• **PROVIDED PASSAGE**
The benefits of the economic recovery have yet to trickle down to many deprived areas and improve the mental health of the least well off, it emerged today.
A new report on Tallaght – the sprawling suburb in south west Dublin- has found 66pc of people in deprived housing estates experienced stress over the last 12 months.
This compared to 55pc in the better off estates.
The report 'Physical and Mental Health in Post-Recession Ireland: A Community Study from Tallaght, Dublin' was commissioned by the Meath Foundation and presented at the annual Meath Research Symposium at Tallaght University Hospital today.
Consultant Psychiatrist at Tallaght, Prof Brendan Kelly, said it is evident that despite several years of economic recovery, its benefits have yet to be felt in deprived areas of Tallaght.
“The economic recovery has done little to improve mental health here and this is taking its toll on those in greatest need.
“For example – it impacts two thirds of the population living in the deprived communities of Tallaght where people have less education, don’t own health insurance and are more likely to be living with the burden of a person with a chronic illness or disability.
“There is a clear case for strengthening community and hospital mental health services and for other social care interventions to address the very real challenges these most vulnerable communities endure in their everyday lives.”

• **PROMPT 1**
In the article on the Tallaght health report, what percentage of people in the better-off estates experienced stress over the last 12 months?
• **PROMPT 2**
Decide whether each statement agrees with the article on the Tallaght health report, answering yes or no and quoting the words from the article that settle it.
(a) The Meath Foundation commissioned the report.
(b) Tallaght is a suburb in north Dublin.
(c) The report was presented at Tallaght University Hospital.
• **PROMPT 3**
Write the next few sentences of the article on the Tallaght health report, picking up after its final sentence.

• **DATASET CONTENT**

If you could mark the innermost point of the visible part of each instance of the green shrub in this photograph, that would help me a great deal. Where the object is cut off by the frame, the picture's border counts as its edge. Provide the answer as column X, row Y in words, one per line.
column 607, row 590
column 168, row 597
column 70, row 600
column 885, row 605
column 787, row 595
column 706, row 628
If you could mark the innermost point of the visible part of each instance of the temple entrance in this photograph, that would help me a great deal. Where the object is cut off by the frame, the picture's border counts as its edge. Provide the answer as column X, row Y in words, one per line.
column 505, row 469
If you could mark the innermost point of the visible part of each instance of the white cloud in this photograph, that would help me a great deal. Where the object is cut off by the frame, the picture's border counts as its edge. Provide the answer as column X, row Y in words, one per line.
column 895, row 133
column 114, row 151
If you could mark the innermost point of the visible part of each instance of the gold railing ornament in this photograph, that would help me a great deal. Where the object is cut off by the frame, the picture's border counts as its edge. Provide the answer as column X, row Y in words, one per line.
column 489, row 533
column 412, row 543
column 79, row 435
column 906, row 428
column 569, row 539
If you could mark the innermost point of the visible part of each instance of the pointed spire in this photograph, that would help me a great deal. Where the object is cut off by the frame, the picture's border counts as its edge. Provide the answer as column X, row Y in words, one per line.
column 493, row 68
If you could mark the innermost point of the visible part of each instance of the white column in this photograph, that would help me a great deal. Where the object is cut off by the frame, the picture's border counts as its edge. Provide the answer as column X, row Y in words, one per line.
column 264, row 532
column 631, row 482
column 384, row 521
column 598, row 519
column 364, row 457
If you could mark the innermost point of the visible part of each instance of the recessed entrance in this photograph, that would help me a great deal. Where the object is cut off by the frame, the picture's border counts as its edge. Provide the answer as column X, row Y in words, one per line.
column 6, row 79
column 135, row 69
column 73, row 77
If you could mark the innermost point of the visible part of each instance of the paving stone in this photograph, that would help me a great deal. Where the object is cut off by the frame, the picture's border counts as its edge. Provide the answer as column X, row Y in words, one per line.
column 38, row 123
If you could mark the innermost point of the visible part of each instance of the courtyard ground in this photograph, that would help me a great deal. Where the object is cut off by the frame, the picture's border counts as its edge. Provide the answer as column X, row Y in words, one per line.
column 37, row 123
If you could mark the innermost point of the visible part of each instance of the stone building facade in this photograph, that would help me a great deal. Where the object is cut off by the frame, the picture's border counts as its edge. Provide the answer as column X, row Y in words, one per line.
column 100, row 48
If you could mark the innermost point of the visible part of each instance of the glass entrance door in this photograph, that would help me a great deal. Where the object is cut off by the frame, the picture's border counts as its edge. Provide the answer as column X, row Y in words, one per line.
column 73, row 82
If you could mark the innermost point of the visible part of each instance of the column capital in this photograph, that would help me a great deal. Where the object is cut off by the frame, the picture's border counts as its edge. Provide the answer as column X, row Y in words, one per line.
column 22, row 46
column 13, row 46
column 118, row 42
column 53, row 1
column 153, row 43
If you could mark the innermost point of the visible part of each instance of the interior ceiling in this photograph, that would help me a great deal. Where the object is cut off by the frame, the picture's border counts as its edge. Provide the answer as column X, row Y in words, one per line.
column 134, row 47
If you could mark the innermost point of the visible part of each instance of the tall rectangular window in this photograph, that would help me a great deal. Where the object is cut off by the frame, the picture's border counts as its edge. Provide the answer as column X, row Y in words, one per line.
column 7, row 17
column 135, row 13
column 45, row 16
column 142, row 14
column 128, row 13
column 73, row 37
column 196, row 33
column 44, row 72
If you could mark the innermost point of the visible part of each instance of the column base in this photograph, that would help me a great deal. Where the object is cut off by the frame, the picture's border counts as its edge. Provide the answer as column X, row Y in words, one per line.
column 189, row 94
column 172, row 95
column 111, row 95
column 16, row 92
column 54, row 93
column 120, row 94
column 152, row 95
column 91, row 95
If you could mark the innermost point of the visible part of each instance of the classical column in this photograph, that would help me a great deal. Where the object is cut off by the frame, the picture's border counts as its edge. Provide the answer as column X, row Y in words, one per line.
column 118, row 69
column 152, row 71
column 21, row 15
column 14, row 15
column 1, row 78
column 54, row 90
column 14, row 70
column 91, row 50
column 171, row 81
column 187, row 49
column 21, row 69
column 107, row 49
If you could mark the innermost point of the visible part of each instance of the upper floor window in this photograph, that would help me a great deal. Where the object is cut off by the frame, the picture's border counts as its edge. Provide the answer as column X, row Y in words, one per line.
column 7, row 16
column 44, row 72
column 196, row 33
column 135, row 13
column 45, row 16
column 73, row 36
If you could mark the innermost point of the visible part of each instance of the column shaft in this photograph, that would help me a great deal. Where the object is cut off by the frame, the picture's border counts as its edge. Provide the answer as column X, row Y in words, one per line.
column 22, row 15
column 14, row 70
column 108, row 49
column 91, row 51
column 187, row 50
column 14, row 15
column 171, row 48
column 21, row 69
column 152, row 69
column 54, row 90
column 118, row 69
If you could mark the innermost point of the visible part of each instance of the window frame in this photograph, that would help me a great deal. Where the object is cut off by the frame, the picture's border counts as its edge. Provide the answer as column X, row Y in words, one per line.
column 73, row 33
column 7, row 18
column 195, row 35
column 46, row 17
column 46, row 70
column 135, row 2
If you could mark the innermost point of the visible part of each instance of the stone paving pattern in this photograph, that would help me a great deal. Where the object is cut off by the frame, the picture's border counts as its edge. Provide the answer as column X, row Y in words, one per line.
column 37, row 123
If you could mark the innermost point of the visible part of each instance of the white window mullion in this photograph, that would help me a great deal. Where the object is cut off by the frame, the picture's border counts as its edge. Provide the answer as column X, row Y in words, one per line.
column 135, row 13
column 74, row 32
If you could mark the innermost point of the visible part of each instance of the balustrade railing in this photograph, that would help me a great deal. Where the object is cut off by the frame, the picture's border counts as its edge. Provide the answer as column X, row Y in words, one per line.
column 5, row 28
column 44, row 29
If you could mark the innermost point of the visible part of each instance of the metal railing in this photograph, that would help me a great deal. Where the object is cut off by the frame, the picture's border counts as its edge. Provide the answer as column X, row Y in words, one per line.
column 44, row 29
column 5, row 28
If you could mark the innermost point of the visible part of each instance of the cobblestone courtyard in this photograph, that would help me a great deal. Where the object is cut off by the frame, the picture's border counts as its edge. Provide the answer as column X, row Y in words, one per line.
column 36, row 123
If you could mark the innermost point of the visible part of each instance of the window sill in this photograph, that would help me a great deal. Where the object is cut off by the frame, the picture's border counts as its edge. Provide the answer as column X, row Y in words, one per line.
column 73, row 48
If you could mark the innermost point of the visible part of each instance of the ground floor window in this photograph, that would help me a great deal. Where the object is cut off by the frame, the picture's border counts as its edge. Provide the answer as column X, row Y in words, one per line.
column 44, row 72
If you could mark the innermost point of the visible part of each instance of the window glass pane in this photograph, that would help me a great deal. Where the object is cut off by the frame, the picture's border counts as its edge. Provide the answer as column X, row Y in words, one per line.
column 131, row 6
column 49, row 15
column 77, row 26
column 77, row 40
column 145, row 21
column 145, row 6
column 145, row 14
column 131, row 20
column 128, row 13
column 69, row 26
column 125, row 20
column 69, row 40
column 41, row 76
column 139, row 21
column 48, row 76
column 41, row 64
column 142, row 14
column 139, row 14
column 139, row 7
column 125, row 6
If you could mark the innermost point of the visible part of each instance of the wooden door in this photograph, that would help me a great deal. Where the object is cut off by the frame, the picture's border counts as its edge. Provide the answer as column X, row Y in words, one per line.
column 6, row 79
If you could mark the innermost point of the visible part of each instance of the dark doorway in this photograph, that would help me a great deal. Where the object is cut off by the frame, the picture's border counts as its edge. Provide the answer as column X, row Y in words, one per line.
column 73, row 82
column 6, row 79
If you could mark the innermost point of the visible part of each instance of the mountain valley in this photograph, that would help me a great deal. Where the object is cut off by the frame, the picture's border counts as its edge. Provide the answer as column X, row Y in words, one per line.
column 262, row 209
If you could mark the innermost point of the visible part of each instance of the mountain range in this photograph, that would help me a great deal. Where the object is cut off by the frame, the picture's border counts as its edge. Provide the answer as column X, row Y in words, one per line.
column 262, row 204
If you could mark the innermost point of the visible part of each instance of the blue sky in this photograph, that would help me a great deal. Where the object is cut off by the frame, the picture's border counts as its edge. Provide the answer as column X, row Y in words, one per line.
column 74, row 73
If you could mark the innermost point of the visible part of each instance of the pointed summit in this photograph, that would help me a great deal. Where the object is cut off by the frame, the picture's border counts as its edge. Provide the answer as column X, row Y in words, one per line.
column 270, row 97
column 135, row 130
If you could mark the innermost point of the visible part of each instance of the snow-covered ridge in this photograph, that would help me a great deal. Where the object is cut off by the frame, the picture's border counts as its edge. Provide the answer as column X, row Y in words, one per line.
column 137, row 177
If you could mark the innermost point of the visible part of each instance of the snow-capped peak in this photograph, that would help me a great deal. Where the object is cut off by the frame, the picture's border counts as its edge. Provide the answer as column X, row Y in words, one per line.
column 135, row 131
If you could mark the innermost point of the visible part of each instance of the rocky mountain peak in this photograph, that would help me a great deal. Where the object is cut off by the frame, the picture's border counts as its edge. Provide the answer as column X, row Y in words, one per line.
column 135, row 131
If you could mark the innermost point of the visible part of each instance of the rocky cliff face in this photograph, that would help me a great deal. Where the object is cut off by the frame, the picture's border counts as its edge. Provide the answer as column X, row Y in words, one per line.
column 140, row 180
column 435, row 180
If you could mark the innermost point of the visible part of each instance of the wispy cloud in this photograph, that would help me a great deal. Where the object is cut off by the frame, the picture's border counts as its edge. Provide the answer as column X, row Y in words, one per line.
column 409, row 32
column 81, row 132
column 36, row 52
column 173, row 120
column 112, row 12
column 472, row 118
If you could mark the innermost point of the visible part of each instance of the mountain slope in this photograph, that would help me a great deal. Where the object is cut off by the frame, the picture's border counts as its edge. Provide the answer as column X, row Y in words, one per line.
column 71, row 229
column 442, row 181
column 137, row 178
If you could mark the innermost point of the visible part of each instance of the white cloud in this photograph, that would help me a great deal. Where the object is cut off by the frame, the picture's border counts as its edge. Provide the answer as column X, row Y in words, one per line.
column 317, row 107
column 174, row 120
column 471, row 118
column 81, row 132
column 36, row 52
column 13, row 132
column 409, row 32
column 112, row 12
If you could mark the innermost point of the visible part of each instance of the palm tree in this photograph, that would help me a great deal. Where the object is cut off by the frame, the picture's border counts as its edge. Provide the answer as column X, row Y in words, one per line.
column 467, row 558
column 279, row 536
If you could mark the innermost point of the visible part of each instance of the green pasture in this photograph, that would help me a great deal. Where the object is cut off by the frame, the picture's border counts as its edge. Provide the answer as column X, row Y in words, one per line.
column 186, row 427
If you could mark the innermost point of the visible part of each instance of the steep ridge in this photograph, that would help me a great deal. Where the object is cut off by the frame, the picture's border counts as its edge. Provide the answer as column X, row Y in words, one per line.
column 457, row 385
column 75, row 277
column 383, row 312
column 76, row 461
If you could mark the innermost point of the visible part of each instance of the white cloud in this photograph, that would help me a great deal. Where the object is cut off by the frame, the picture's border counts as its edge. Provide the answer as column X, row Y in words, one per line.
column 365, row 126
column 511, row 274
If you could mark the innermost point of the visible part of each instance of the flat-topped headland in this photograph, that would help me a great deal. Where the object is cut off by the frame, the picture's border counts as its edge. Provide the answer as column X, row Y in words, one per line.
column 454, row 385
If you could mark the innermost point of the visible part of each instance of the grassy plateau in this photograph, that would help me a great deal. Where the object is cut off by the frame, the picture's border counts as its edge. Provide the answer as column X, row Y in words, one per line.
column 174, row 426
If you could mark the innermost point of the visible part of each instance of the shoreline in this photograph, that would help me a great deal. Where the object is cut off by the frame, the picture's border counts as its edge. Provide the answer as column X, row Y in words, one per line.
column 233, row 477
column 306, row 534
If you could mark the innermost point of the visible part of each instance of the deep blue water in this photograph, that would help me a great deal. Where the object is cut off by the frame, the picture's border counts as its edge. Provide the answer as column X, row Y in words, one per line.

• **WRITTEN REPLY 1**
55pc

• **WRITTEN REPLY 2**
(a) Yes: "was commissioned by the Meath Foundation"
(b) No: "the sprawling suburb in south west Dublin"
(c) Yes: "presented at the annual Meath Research Symposium at Tallaght University Hospital today"

• **WRITTEN REPLY 3**
The report found increased levels of public satisfaction with the services at Tallaght University Hospital but that a lack of mental health services is leading to higher stress and psychological ill health particularly in deprived areas.
Of the households surveyed 52pc included at least one person who had used Tallaght University Hospital for tests or treatment over the past year. The vast majority (86pc) were satisfied with the Hospital compared to 74pc in 2014.
In their conclusions, the report authors say there is a compelling need for universal access to high quality mental health services in primary care (GP) and secondary care (hospital and specialist clinics) in all communities.
It also recommends the development of health and social policies aimed at increasing population wellbeing and which focus on alleviating stress and carer burden, especially in deprived areas.
It also calls for future research into other potential contributory factors such as drug misuse as well as the positive role of community resources in supporting wellbeing and improving population health.